DOCUMENT EXCERPT>
....................

= Animat =

Artificial animal

Animat are artificial animals, including physical robots and virtual simulations. The animat model includes features of a simple animal capable of interacting with its environment. It is, therefore, designed to simulate the ability to associate certain signals from the environment within a learning phase that indicate a potential for cognitive structure. The term is a contraction of animal and materials.

Animat research, a subset of artificial life studies, become more popular following Rodney Brooks' seminal 1991 paper "Intelligence without representation".

== Development ==
The term was coined by S.W. Wilson in 1985, in "Knowledge growth in an artificial animal", published in the first Proceedings of an International Conference on Genetic Algorithms and Their Applications. Wilson's conceptualization built on the works of W.G. Walter, particularly his invention of the nuilt 2 three-wheeled sensor, propulsion motor for front-wheel drive vehicles. In Machina speculatrix, Walter introduced what can be described as a sub-animat, which chose actions based on needs and the sensory situation. A few rules were already introduced in this seminal work. There is, for instance, the linking of speeds of the two motors to the level of illumination. Norbert Wiener's theories postulated in the 1948 Cybernetics is also said to have inspired the simulation of animals, particularly the brain and behaviors of frogs (Rana computatrix), rats, and monkeys.

In its early conceptualization, the animats - was built as simple creatures and simulated behaviors, which pertain to genetic reproduction and natural selection. Wilson's animat, however, did not only interact with the environment but also learned from its "experience".

== Theories and applications ==
An example using the Animat model as proposed by Wilson is discussed at some length in chapter 9 of Stan Franklin's book, Artificial Minds. In this implementation, the animat is capable of independent learning about its environment through application and evolution of pattern-matching rules called "taxons".

In 2001, Thomas DeMarse performed studies on 'neurally controlled animat'. Another recent development was the successful demonstration by Holland and Reitman of a rule-adaptive animat that has an optimized rate of satisfaction of two distinct needs.

....................

ENTRIES SUPPLIED>

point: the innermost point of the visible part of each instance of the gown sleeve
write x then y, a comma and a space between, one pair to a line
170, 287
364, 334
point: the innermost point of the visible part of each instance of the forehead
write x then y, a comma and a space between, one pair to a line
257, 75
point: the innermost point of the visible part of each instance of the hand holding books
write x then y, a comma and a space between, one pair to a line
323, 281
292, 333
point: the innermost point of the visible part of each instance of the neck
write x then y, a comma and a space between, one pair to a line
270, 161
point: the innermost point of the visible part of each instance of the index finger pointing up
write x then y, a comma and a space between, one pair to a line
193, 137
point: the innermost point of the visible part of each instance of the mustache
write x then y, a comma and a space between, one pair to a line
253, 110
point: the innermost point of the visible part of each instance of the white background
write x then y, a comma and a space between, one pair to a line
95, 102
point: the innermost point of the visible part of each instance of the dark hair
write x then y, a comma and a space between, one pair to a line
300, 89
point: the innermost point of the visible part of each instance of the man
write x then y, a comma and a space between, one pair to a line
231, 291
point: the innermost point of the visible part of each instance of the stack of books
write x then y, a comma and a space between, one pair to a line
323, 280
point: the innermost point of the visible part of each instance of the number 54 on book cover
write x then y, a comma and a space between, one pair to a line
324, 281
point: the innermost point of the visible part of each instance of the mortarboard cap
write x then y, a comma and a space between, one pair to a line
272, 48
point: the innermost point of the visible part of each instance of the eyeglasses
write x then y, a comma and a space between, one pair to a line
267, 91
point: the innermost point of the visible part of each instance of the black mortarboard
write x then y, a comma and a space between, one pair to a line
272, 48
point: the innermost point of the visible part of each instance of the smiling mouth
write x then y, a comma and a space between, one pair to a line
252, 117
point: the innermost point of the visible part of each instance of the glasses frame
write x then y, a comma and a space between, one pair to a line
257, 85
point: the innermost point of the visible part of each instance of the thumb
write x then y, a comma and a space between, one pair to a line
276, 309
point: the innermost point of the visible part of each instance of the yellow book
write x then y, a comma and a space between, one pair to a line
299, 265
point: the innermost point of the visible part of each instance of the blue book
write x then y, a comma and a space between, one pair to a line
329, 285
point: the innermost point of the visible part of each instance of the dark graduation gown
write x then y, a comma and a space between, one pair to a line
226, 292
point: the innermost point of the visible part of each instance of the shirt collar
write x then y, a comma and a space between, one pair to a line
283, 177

....................

EXERCISES>
(A) In the text on animats, who coined the term, and in what year?
(B) Please carry the text on animats forward, picking up after its last sentence.

ANSWERS FOR THE EXERCISE>
(A) S.W. Wilson coined it in 1985.

(B)
Alan H Goldstein has proposed that, because nanobiotechnology is in the process of creating real animal-materials, speculative use of this term should be discouraged and its application become purely phenomenological. Based on the Animat Test (contained in the reference "I, Nanobot.") any nonbiological material or entity that exhibits the minimum set of behaviors that define a life form is, de facto, an Animat. Goldstein's basic premise is that in the age of nanobiotechnology it is necessary to follow the chemistry and molecular engineering rather than watching for the emergence of some pre-conceived minimum level of 'intelligence' such as an artificial neural network capable of adaptive phenomena. Goldstein has cautioned that there is a serious disconnect between the fields of nanobiotechnology and A-life based on profound differences in scientific training, experimental systems, and the different sets of terminology (jargon) these two fields have produced. Nanobiotechnologists (really molecular engineers who work with both biological and nonbiological molecules) are generally not concerned with complex systems per se; even when they are building molecular interconnects between such systems, e.g. neuroelectronic splices. A-Life researchers mainly take a systems-level approach. The enormous transformative power of novel molecular engineering has the potential to create Animats, true nonbiological life forms, whose relatively simple behavior would not fit into most standard A-Life paradigms. As a result, Goldstein argues, the first Animats may come into being completely unrecognized by either scientific community.

Every two years, the Society of Adaptive Behaviour meets and produces a proceedings on this topic. This group also have a journal, Adaptive Behavior.